Directions: Repeat the listing exactly, line by line, and leave the pictures behind.

Information given:

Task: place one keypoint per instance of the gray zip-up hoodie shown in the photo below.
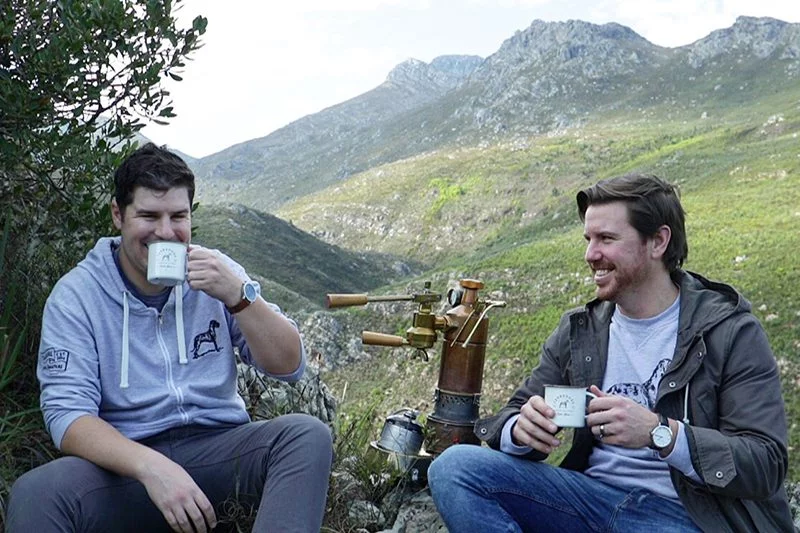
(104, 353)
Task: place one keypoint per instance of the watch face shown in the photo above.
(249, 292)
(662, 436)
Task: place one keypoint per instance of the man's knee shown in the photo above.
(447, 465)
(308, 433)
(36, 493)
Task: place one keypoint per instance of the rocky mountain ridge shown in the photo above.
(319, 149)
(547, 78)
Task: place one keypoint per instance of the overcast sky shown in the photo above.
(267, 63)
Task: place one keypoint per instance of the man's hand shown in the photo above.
(185, 507)
(625, 422)
(535, 428)
(208, 272)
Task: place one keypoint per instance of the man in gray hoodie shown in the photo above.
(687, 431)
(139, 390)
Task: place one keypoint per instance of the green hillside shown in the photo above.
(294, 268)
(740, 181)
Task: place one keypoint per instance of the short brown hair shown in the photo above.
(651, 203)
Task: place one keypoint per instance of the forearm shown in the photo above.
(273, 340)
(95, 440)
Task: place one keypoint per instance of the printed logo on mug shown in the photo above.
(166, 263)
(569, 403)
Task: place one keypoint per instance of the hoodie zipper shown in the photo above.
(168, 364)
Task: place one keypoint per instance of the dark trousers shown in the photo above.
(280, 467)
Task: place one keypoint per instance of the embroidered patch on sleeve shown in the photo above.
(55, 361)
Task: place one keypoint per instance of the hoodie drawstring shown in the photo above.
(686, 405)
(179, 324)
(123, 375)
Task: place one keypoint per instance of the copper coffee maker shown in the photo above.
(466, 329)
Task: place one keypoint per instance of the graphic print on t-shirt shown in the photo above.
(642, 393)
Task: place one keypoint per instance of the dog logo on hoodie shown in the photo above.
(203, 339)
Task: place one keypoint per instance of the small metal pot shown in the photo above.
(402, 433)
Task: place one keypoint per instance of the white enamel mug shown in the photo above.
(569, 403)
(166, 262)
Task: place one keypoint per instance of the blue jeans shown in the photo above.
(478, 489)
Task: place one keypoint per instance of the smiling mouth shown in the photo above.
(601, 273)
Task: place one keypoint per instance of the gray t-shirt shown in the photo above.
(639, 353)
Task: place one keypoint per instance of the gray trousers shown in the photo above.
(280, 466)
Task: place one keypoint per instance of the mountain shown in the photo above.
(323, 148)
(479, 179)
(546, 79)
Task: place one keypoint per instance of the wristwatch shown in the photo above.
(661, 435)
(249, 295)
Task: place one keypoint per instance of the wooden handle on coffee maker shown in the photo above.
(345, 300)
(382, 339)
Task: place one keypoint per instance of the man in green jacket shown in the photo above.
(687, 431)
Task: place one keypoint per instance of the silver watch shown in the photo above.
(661, 435)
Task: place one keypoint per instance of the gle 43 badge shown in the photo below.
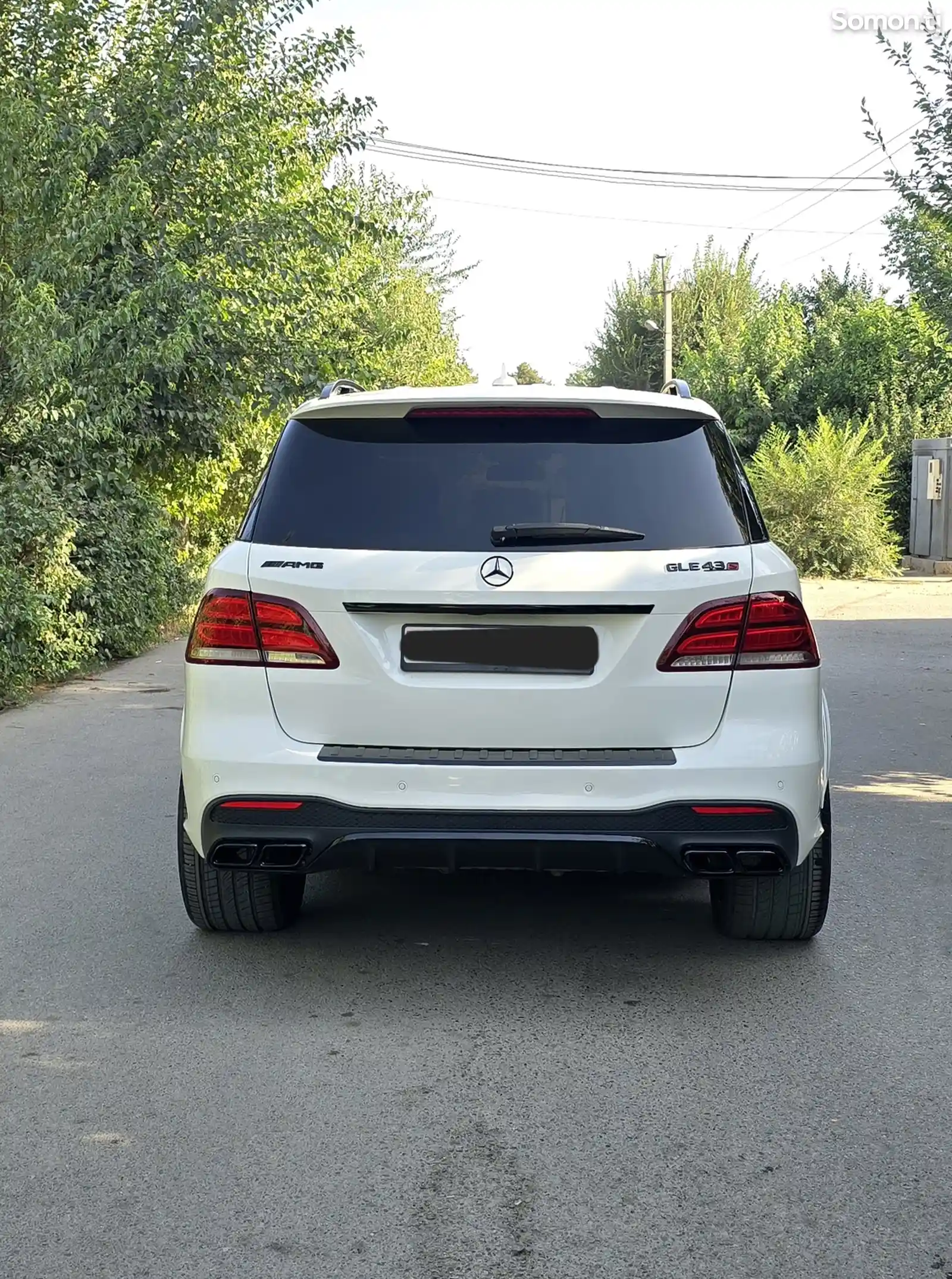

Written response:
Task: place one keypoint per instance of the gray zip-up hoodie shown in the photo below.
(104, 353)
Task: place one keypoint per instance of the watch face shown in the photo above.
(249, 292)
(662, 436)
Task: place one keypoint per instance of the man's knee shown in the photo above.
(447, 465)
(308, 433)
(36, 493)
Task: place one keypoint per instance of the rocky mountain ridge shown in the photo above.
(319, 149)
(547, 78)
Task: place one keypoint per instance of the overcast sky shown in the photo above.
(267, 63)
Task: place one keypoint per instance of the man's hand shown in the photo above.
(185, 507)
(625, 422)
(535, 428)
(208, 272)
Task: place one keypoint per instance of the man in gray hoodie shown in the photo above.
(687, 431)
(139, 390)
Task: place one keypoint per instance of the green hillside shown in the photo above.
(294, 268)
(740, 181)
Task: place one keypoint per instance of the short brown hair shown in the photo above.
(651, 203)
Task: place one keypoint per instance of the forearm shown in the photo above.
(273, 340)
(95, 440)
Task: place one keypoint per instance of the printed logo on mug shown in the photo above.
(166, 263)
(569, 403)
Task: place one keypoint per instance of the hoodie zipper shown in the photo above.
(168, 364)
Task: place one keypoint per instance of the dark trousers shown in the photo above.
(280, 467)
Task: place one keypoint per instance of the embroidered patch on sleeve shown in the photo above.
(55, 361)
Task: place one keypoint per instance of the hoodie drawstring shown in the photo above.
(686, 405)
(179, 324)
(123, 375)
Task: place one keypoint per instance of the copper coffee maker shown in the photo above.
(466, 329)
Task: place one keypoint per instance of the graphic print on t-shirt shown in the photo above.
(642, 393)
Task: place one keypoint per instance of the dog logo on hoodie shown in the photo above.
(203, 339)
Task: place one keypoint per instance of the small metal pot shown in the photo above.
(402, 433)
Task: place one keypoint per instance of the white enamel mug shown in the photo above.
(569, 403)
(166, 262)
Task: place one keypoint per instance of the blue jeans shown in the photo above.
(478, 489)
Task: place one keypoint per instance of the smiling mouth shown in the photo above.
(601, 273)
Task: place one keypoint per instance of the gray t-shirt shown in the photo above.
(639, 353)
Task: place one keypoint per instance of the gray trousers shown in the photo above.
(280, 466)
Task: place one keypoint per instance of the mountain shown in the photo above.
(323, 148)
(479, 179)
(546, 79)
Task: place one keypoint per instance of the wristwatch shown in the photo above.
(661, 435)
(249, 295)
Task: place one keypoint per instance of the wooden handle on coffee maker shown in the photo above.
(345, 300)
(382, 339)
Task: place one keypoint per instance of the man in green jacket shown in the photo above.
(687, 431)
Task: place one keypoint per instance of the silver watch shown in the photo above.
(661, 435)
Task: place one keypoint per instance of the gle 43 badge shown in the photo below.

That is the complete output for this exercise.